TASK OBJECTIVE >>
Report back every line of the entries that contains "dark", exactly as written.

(RECORDS SUPPLIED)

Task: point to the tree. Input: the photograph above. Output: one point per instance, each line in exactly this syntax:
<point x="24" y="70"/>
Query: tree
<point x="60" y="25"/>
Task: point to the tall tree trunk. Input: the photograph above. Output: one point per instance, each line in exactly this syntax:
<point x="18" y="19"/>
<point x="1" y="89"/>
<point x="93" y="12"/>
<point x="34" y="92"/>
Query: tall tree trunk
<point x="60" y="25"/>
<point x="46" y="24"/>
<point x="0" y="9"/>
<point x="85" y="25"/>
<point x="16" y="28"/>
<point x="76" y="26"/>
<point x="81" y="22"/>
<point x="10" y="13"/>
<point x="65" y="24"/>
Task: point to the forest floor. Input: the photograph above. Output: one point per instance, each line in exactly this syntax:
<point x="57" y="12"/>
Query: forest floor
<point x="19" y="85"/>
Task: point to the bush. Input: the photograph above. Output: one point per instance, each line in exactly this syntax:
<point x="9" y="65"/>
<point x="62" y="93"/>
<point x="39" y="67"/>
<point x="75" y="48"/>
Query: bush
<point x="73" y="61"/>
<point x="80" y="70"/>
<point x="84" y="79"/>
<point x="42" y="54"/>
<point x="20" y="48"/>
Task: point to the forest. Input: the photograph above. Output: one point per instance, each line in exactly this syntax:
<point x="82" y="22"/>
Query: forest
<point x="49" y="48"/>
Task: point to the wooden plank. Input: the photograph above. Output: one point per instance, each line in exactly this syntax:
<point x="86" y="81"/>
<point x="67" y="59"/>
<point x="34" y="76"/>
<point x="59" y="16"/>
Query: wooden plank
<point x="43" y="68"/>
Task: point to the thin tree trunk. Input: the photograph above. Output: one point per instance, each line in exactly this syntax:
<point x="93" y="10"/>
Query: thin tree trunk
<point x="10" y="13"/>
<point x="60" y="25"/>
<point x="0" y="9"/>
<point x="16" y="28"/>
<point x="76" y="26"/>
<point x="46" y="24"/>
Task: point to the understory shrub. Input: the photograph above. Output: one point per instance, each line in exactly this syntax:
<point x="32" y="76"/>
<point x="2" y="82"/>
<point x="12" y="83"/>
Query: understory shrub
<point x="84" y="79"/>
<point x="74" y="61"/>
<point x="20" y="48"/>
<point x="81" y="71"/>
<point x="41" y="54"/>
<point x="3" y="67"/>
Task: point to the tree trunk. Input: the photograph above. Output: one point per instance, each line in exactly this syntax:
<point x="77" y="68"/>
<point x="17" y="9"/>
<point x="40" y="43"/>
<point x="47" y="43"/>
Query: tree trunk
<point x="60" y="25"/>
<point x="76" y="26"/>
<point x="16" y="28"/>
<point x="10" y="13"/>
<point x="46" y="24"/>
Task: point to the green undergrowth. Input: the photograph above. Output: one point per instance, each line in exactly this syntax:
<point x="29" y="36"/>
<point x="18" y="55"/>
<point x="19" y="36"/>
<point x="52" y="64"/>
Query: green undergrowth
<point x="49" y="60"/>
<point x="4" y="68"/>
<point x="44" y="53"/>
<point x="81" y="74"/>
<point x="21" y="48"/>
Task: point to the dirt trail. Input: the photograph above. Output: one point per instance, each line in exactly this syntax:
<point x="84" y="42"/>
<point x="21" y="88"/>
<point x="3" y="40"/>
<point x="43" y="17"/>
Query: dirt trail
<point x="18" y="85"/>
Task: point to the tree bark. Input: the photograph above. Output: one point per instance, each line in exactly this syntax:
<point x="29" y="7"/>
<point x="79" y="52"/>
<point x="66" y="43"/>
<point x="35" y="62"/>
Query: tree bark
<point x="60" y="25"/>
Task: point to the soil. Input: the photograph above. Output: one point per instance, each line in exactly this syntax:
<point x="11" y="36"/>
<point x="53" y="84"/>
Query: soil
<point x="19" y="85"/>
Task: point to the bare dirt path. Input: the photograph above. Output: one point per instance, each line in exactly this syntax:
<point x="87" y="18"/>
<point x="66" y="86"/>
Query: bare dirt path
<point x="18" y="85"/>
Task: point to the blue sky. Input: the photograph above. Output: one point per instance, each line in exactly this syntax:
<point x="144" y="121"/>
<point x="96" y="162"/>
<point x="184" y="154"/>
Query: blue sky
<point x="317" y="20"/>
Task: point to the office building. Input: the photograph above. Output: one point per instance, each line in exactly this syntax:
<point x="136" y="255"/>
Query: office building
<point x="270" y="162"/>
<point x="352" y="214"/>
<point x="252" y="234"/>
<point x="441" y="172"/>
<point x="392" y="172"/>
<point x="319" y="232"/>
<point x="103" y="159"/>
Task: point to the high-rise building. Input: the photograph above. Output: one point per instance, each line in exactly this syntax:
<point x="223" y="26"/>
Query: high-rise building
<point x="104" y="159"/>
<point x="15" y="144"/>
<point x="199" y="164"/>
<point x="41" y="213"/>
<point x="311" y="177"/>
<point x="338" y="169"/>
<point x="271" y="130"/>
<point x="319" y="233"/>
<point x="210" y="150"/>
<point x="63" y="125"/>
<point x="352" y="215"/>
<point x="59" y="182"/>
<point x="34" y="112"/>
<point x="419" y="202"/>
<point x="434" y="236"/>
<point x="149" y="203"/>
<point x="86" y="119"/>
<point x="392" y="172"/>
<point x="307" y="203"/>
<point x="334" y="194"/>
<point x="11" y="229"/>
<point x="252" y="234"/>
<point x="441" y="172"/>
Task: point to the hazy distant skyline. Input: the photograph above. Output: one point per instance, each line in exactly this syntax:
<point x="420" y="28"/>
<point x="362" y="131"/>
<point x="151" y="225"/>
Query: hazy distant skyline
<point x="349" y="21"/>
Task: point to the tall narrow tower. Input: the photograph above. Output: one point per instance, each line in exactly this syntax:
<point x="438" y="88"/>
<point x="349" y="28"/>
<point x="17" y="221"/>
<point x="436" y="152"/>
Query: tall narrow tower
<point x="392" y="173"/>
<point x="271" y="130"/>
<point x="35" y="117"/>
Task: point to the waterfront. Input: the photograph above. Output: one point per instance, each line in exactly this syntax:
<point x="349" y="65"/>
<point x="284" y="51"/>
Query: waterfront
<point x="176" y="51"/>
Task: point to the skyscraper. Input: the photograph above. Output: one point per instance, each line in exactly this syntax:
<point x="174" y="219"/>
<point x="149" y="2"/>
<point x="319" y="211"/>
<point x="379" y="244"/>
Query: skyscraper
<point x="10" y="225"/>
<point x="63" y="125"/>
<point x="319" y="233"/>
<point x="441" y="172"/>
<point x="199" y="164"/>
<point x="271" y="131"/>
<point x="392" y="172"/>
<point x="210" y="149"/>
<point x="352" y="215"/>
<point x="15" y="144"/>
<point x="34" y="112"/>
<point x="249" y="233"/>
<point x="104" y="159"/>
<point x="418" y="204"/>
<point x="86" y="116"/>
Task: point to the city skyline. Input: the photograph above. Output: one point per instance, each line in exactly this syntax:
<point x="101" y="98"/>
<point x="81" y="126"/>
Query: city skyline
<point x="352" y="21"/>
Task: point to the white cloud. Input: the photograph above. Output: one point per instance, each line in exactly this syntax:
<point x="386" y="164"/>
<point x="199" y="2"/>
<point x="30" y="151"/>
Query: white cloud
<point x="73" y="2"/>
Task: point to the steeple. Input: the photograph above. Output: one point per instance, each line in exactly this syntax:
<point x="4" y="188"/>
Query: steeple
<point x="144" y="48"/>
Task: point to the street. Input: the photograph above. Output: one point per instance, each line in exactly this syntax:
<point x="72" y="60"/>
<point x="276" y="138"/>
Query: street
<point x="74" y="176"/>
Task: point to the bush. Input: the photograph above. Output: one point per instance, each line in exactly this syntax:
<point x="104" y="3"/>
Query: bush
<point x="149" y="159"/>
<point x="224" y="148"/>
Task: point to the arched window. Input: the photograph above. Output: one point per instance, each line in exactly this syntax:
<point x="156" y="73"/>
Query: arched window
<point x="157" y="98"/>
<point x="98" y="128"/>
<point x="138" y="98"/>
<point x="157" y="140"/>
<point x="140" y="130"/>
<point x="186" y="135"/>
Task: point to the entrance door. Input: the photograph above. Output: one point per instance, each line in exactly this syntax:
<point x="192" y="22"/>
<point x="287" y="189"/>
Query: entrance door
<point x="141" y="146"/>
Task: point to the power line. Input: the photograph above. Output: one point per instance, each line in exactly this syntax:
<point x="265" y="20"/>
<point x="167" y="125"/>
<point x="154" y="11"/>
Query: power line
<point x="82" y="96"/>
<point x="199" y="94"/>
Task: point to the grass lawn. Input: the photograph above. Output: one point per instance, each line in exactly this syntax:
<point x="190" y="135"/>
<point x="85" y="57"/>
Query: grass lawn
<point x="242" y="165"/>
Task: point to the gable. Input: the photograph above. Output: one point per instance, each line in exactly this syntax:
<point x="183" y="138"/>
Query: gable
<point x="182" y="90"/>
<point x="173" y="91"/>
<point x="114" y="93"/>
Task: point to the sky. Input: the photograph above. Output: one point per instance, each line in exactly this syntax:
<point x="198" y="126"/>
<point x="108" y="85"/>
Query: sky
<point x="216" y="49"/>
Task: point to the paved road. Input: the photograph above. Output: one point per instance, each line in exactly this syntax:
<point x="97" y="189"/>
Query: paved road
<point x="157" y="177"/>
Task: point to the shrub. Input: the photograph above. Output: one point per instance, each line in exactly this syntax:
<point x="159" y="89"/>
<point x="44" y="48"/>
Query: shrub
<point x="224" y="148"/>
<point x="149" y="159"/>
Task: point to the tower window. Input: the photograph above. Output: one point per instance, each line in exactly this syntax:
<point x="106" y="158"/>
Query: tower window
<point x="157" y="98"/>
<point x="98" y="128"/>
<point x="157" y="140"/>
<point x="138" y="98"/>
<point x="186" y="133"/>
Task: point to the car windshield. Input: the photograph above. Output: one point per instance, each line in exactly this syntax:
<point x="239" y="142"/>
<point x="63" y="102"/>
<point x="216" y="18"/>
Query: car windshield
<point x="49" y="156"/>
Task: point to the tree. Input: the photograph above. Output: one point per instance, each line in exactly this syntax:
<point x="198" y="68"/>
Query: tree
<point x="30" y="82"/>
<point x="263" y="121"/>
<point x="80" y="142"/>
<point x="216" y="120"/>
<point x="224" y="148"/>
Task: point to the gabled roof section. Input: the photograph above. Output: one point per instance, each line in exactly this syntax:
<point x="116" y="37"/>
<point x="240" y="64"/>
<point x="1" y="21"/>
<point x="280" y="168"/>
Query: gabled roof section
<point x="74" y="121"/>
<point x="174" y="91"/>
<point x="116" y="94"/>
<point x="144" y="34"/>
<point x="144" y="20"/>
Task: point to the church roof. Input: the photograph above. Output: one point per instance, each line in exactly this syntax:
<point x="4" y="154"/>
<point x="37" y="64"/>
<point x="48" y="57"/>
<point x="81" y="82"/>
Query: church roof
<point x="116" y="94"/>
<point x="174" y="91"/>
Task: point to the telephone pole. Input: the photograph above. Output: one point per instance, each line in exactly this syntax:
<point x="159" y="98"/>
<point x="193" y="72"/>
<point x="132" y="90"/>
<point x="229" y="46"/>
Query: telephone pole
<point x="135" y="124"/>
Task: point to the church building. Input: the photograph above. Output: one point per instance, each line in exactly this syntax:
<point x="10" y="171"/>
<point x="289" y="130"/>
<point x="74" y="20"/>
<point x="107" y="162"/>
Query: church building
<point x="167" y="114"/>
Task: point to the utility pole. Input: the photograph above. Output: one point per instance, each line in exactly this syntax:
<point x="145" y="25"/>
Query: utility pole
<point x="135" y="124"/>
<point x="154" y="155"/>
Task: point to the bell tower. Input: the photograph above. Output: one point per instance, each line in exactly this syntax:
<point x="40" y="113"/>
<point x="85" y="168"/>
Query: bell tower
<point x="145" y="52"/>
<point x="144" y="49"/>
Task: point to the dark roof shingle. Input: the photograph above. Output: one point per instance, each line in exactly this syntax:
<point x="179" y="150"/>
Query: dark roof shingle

(End RECORDS SUPPLIED)

COMPLETED TASK >>
Task: point to the dark roof shingle. Input: the photograph above. Output: one point per instance, each line in exactly this syntax:
Query: dark roof shingle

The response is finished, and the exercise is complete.